* Quoted text:

Only Flagstad and Anderson sing _Schubert's_ Ave Maria, the text of which is a German translation of a poem from a work by Walter Scott (Part of The Lady of the Lake?)

Therefore Flagstad gets my vote, although Ponselle has the most luxurious sound, but I just can't take the shoe horned in latin text, which isn't even a translation of the wonderful Scott poem and so has little to nothing to do with Schubert's setting.

N.


----------



## nina foresti (Mar 11, 2014)

This one was easy for me. Two of the top greatest singers in the entire world sound exactly like two of the greatest singers in the world but what is missing from them that Marian Anderson has in spades is the pathos and simplicity of the song.
Ponselle has chosen her own tempo which was bothersome for me.

Forgetting the cornball background, this one is simply so beautiful it brings tears.


----------



## MAS (Apr 15, 2015)

* Jobs:
A. In the Ave Maria thread, which singer does nina foresti credit with the pathos and simplicity of the song?
B. Based on the Ave Maria thread, mark each statement yes or no and quote the words that decide it: (i) The German text of Schubert's Ave Maria comes from a poem by Walter Scott. (ii) The first poster votes for Ponselle. (iii) nina foresti was bothered by Ponselle's tempo.
C. Resume the Ave Maria thread from the point where it stops.
The material that comes after this has nothing to do with the Ave Maria thread.

* Entries shown:
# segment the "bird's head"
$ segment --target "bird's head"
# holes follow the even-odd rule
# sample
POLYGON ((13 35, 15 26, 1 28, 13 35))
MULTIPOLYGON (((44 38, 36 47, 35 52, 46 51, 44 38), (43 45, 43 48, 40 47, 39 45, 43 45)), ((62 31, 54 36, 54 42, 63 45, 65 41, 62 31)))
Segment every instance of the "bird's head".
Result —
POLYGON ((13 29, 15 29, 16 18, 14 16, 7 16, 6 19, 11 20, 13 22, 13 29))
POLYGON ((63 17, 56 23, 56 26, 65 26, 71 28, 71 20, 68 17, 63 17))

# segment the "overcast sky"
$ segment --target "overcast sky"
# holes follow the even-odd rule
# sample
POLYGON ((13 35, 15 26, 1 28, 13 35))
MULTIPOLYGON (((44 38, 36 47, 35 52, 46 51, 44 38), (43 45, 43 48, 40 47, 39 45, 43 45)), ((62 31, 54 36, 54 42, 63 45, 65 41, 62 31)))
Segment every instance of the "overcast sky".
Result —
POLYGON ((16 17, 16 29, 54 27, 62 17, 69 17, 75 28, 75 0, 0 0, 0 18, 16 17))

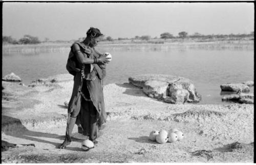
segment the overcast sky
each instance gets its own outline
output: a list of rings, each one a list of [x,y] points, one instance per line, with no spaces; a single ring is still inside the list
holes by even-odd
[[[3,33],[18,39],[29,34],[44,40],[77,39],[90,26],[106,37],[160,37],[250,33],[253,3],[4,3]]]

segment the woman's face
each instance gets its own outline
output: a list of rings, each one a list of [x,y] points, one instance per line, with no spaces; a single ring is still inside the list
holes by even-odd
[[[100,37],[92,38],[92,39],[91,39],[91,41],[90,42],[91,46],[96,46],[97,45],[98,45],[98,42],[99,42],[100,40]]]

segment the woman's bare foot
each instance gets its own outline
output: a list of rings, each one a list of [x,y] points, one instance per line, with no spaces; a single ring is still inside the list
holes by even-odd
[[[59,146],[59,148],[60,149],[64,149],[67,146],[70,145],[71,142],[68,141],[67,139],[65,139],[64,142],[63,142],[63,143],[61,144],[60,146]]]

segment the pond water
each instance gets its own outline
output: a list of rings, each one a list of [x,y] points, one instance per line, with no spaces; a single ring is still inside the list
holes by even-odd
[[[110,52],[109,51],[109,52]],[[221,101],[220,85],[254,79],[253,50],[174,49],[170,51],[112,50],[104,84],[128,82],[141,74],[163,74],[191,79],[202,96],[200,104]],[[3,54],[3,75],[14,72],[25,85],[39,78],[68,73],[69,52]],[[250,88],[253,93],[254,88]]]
...
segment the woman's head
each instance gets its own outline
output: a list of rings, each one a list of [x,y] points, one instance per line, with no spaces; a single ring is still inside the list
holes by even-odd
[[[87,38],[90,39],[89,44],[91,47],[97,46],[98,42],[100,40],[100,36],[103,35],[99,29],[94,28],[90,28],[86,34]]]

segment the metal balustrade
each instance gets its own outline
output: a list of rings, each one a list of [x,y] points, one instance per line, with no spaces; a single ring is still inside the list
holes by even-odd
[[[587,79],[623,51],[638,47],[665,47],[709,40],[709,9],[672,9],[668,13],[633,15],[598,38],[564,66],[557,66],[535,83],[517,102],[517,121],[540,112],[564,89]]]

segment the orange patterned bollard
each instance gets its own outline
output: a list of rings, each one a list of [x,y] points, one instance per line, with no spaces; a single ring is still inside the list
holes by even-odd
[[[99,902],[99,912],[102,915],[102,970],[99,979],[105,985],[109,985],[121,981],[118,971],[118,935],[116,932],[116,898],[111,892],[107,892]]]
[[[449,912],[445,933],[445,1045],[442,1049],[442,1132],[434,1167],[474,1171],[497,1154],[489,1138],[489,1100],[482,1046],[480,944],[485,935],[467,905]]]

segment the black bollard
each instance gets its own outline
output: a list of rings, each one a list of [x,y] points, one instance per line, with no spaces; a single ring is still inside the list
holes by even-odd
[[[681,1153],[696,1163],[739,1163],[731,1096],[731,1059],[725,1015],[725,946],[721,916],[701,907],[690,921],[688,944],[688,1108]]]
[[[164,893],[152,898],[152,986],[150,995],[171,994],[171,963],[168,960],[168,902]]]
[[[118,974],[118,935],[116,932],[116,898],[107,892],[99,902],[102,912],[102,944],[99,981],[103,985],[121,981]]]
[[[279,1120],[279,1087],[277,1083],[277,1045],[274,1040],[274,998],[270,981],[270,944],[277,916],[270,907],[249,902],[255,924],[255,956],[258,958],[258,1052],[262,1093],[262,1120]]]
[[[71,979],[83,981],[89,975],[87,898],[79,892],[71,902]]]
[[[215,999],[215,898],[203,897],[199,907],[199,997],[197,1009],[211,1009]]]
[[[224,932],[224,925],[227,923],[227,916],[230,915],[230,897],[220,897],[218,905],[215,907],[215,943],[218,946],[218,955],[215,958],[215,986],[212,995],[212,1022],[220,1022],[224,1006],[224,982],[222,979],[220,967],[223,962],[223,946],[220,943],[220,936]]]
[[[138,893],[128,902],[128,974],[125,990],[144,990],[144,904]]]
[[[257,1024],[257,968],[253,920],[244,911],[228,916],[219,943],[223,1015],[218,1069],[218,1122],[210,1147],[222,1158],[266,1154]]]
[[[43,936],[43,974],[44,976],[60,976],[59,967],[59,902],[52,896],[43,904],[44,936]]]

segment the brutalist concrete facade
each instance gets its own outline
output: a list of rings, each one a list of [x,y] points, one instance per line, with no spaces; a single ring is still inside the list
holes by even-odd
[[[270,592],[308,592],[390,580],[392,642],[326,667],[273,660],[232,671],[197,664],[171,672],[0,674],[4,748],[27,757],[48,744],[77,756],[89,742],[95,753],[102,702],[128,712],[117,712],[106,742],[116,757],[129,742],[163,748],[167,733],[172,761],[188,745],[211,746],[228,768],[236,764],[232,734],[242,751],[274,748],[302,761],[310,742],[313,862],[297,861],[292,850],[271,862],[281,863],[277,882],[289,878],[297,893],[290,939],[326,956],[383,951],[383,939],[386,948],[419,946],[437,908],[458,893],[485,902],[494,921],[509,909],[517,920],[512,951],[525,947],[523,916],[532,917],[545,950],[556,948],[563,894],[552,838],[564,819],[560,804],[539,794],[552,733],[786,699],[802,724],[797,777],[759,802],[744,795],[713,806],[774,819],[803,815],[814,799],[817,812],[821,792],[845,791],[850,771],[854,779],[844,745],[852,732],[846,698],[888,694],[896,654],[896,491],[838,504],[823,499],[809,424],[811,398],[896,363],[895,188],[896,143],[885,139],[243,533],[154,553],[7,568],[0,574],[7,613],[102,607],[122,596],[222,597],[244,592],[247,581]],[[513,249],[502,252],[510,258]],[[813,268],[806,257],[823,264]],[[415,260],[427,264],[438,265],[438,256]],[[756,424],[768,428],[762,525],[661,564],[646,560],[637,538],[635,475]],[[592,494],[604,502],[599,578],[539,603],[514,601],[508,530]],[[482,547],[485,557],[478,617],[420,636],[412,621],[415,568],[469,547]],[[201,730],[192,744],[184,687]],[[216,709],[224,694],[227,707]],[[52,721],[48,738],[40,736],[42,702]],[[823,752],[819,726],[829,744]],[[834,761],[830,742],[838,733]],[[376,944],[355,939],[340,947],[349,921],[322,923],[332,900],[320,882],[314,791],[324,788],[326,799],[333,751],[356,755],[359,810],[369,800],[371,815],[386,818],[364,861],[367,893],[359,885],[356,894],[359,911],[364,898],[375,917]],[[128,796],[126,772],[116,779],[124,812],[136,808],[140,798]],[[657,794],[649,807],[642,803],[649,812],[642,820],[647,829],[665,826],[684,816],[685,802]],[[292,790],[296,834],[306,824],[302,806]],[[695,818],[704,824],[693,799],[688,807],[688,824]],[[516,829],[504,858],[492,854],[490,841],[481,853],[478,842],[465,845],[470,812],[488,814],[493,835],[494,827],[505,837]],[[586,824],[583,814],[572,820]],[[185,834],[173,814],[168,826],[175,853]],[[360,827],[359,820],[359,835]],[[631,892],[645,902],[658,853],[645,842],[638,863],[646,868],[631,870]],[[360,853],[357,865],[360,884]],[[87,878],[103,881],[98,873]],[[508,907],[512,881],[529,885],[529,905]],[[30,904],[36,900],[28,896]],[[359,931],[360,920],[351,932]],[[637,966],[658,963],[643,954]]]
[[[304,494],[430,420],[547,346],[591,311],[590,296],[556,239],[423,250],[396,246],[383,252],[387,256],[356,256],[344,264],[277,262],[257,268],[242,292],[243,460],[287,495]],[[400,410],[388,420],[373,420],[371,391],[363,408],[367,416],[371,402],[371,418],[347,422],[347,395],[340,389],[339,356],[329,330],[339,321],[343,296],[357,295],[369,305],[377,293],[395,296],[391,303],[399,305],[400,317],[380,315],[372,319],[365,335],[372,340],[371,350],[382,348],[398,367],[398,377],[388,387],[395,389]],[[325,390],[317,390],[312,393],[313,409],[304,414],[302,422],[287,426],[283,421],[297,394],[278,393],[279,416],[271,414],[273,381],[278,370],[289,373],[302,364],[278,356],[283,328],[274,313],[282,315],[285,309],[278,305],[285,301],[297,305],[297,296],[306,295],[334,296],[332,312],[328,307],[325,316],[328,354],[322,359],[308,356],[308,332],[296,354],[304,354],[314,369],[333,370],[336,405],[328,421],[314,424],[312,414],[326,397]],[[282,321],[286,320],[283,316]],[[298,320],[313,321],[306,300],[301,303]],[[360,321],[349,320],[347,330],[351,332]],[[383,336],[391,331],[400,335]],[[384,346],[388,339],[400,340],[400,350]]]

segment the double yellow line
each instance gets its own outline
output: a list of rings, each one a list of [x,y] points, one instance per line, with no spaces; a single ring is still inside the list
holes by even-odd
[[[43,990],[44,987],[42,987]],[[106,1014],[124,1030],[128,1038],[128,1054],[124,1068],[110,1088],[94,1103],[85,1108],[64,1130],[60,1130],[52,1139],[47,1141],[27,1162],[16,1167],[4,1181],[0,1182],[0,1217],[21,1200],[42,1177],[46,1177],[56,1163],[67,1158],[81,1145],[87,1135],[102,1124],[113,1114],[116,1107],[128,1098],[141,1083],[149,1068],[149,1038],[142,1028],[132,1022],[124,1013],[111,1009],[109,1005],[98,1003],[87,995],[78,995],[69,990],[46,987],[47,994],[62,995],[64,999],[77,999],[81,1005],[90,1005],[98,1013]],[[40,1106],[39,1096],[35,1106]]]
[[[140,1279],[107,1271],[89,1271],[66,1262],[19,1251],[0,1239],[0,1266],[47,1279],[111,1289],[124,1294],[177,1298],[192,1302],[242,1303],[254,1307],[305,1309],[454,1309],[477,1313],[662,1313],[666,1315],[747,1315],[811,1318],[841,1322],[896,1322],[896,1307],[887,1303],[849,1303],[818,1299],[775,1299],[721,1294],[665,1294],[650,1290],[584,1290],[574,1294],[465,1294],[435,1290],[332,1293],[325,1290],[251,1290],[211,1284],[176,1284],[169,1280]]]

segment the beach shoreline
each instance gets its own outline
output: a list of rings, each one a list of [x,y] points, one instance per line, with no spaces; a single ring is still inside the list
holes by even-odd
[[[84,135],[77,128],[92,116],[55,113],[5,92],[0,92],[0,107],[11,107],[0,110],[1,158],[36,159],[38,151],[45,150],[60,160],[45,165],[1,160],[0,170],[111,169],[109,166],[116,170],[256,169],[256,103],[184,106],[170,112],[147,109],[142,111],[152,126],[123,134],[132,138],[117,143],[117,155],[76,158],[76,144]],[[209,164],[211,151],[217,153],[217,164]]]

* Solved tasks:
A. Marian Anderson.

B.
(i) Yes: "the text of which is a German translation of a poem from a work by Walter Scott"
(ii) No: "Therefore Flagstad gets my vote"
(iii) Yes: "Ponselle has chosen her own tempo which was bothersome for me."

C.
nina foresti said:


> This one was easy for me. Two of the top greatest singers in the entire world sound exactly like two of the greatest singers in the world but what is missing from them that Marian Anderson has in spades is the pathos and simplicity of the song.
> Ponselle has chosen her own tempo which was bothersome for me.
> 
> Forgetting the cornball background, this one is simply so beautiful it brings tears.


Beautiful! It has the added advantage of having my girl Sarita Montiel whom I adored as a teenager for her singing in those Spanish movíes (*La Violetera*, *Mi último tango *, *La reina del chantecler*, etc.), all mostly unknown in the U.S. I was slightly disappointed she didn't get to sing, but it would've been a clash of styles.


----------



## MAS (Apr 15, 2015)

The Conte said:


> Only Flagstad and Anderson sing _Schubert's_ Ave Maria, the text of which is a German translation of a poem from a work by Walter Scott (Part of The Lady of the Lake?)
> 
> Therefore Flagstad gets my vote, although Ponselle has the most luxurious sound, but I just can't take the shoe horned in latin text, which isn't even a translation of the wonderful Scott poem and so has little to nothing to do with Schubert's setting.
> 
> N.


So it's a German translation or adaptation of a Walter Scott poem? I didn't know that. Is the poem called Ave Maria? Or Hail Mary?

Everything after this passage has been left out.